++++ Excerpt provided
CHRIS: It's also spacious. You don't just rant, and it's one word. It's not just like one swear that you yell in the word. No, it's this long rambling thing, and I want that but positive. Maybe it's just called The Bike Shed [laughter] because I think that might be what we do.

STEPH: I love that. I'm trying to smash it together, and all that I can come up with is prant, so that leads with a P.

CHRIS: Yeah, I went there real quick. [laughter] Portmanteau is where I spend most of my time. But prant is just not enough. Okay, we're going to take this offline. I think we should come up with a word. This is our market opportunity. I don't know that we'll make a lot off of this, but we'll have a word then.

STEPH: It's okay. Free things are good. Oh my goodness, this is going to be so trivial and silly. But I've been playing Wordle as the rest of the world has. If you're not playing Wordle, check it out. [laughs] It's delightful. And it's free. But I started playing without really researching who created it and didn't have all of the details behind it.

And then it was earlier this week I found out that the creator of Wordle is Josh Wardle. And that just blew my mind and made me so happy that it just had that alliteration and similarity. And I just hadn't put it together until that moment. And it was just this wonderful, happy bubble of a moment where I was like, oh, that's delightful. [laughs] And I'm pretty sure I texted some people who were like, "Yeah, yeah, we know that." [laughs]

CHRIS: Yes, that was a wonderful positive rant or prant as it were there. And Wordle really is just such a delightful phenomenon that popped out of nowhere and is given away for free by the kindness of Josh Wardle. So yeah, wonderful things on the internet.

Mid-roll Ad

And now a quick break to hear from today's sponsor, Scout APM.
++++++++
= Given task =
Repeat the passage from the transcript that begins at the words "CHRIS: Yes, that" and stops after "sponsor, Scout APM.". You can leave the listing aside.
++++ Data extract
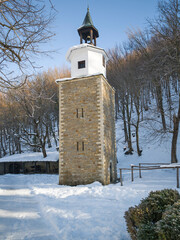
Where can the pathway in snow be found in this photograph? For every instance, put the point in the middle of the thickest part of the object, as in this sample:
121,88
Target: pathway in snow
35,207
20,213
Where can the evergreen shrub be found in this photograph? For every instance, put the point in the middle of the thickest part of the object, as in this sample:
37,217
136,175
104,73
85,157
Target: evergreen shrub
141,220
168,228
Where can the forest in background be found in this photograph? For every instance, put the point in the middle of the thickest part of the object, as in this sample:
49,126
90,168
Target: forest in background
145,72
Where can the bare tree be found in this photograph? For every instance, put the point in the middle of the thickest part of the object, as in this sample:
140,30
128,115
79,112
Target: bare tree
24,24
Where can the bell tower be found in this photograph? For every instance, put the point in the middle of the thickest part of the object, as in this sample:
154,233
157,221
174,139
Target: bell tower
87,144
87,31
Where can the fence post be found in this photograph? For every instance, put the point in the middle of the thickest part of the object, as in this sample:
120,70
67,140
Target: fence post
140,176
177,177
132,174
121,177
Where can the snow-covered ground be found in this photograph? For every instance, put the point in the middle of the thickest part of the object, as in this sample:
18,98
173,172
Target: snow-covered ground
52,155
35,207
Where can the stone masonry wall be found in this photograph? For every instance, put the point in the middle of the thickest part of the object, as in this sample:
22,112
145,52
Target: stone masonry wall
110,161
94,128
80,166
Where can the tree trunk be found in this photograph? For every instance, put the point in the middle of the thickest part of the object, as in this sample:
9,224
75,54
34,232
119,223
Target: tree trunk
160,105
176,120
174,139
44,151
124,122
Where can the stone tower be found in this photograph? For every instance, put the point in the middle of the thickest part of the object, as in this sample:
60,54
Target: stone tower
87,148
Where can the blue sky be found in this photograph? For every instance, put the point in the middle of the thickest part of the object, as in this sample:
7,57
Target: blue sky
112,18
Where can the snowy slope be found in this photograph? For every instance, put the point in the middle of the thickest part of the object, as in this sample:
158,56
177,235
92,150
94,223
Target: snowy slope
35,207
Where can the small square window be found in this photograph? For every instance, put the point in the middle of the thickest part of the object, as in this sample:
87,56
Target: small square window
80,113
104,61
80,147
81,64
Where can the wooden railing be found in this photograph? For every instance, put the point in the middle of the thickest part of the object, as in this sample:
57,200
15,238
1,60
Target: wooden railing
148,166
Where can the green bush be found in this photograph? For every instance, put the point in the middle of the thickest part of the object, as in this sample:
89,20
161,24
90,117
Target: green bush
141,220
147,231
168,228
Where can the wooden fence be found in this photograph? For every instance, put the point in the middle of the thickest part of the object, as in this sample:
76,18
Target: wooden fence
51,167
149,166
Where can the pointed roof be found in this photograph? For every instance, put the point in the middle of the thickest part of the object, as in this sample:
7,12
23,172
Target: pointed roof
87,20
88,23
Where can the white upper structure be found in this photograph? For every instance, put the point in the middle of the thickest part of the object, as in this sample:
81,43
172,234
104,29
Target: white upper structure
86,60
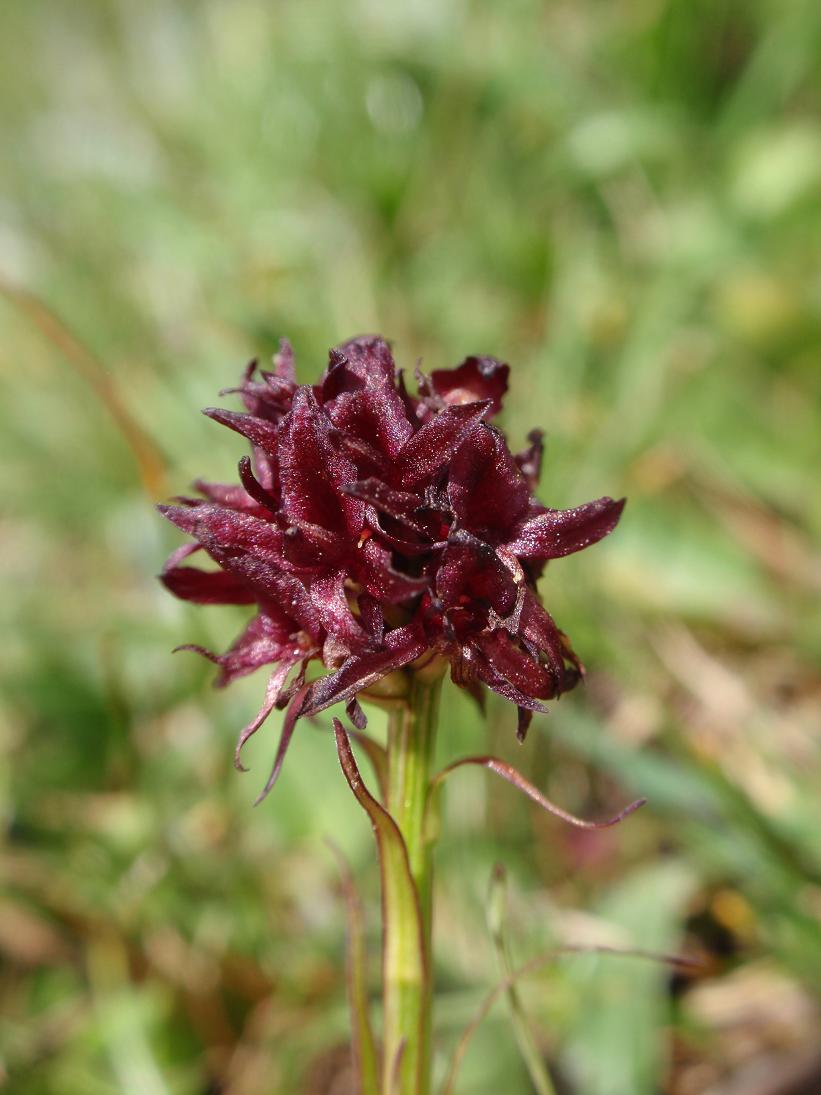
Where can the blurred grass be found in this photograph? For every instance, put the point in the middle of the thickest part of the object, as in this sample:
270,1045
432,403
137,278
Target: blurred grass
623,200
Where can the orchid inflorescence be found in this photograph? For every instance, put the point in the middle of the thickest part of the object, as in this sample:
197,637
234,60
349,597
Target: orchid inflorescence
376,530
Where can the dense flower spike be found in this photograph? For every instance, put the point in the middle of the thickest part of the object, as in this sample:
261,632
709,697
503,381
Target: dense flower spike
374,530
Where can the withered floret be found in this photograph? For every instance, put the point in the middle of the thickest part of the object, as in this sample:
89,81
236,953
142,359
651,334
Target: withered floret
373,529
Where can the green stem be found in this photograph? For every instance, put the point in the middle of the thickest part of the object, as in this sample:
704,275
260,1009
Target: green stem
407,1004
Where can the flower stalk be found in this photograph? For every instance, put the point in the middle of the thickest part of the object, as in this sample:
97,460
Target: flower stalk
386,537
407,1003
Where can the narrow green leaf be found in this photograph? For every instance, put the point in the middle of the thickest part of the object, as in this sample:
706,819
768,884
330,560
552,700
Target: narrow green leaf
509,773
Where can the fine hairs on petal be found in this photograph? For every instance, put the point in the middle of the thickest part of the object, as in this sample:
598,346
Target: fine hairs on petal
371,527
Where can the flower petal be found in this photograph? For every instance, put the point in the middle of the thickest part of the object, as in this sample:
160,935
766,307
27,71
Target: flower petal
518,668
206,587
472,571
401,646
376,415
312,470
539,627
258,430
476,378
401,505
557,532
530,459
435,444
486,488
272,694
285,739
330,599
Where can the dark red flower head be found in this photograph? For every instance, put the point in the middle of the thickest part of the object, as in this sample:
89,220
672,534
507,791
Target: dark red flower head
++++++++
= Solution for this exercise =
CHRIS: Yes, that was a wonderful positive rant or prant as it were there. And Wordle really is just such a delightful phenomenon that popped out of nowhere and is given away for free by the kindness of Josh Wardle. So yeah, wonderful things on the internet.

Mid-roll Ad

And now a quick break to hear from today's sponsor, Scout APM.